Stored data
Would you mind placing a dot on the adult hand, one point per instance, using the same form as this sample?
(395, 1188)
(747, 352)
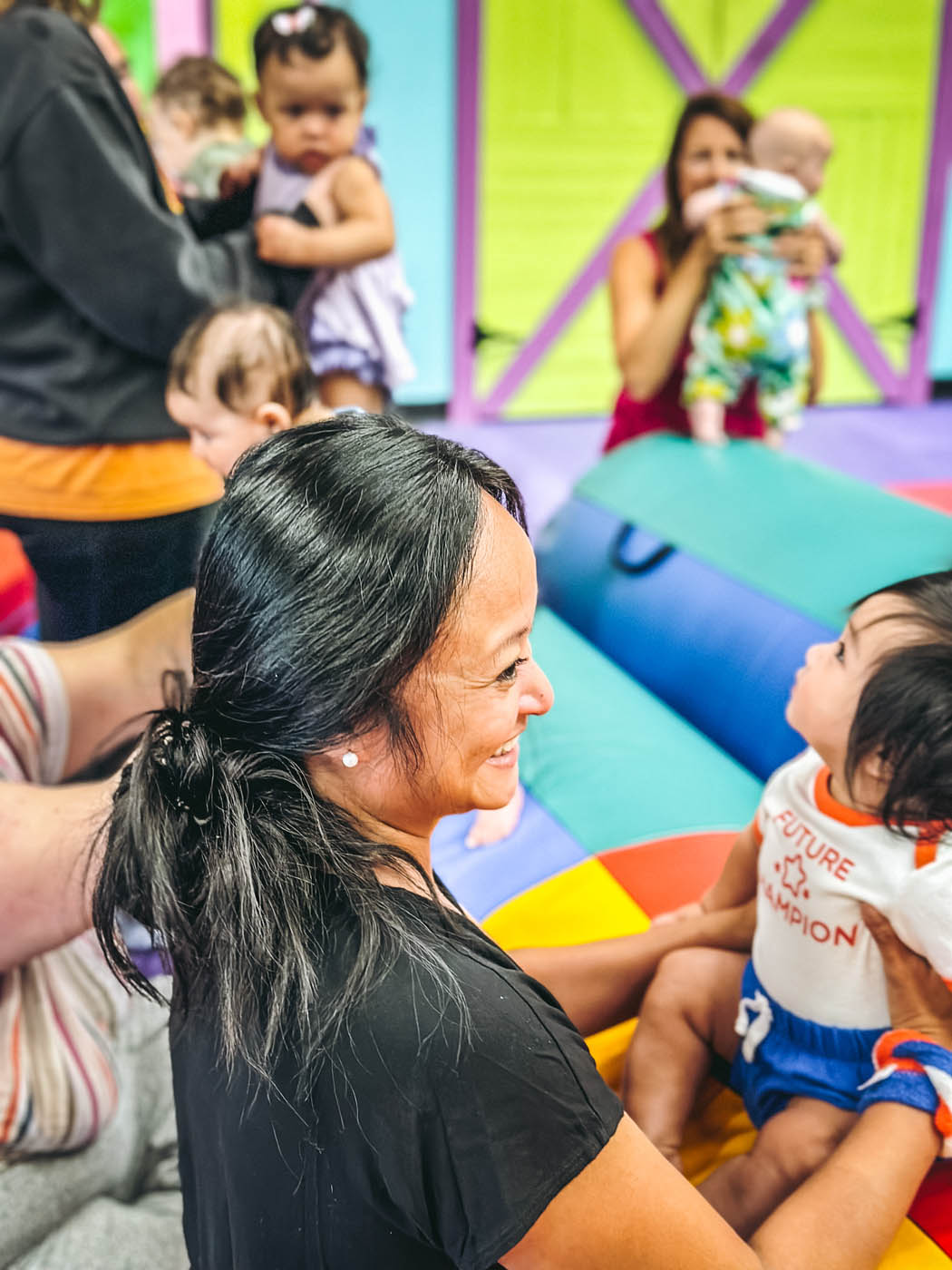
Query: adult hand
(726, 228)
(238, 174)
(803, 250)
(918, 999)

• _Problem statement_:
Could you copy every row above character for character, leaving out the pictures?

• _Written response_:
Would you mind placing a dot on the adult hand, one point per instance, using the same form as this sample?
(395, 1188)
(747, 352)
Query: adult hand
(726, 228)
(238, 174)
(803, 250)
(918, 999)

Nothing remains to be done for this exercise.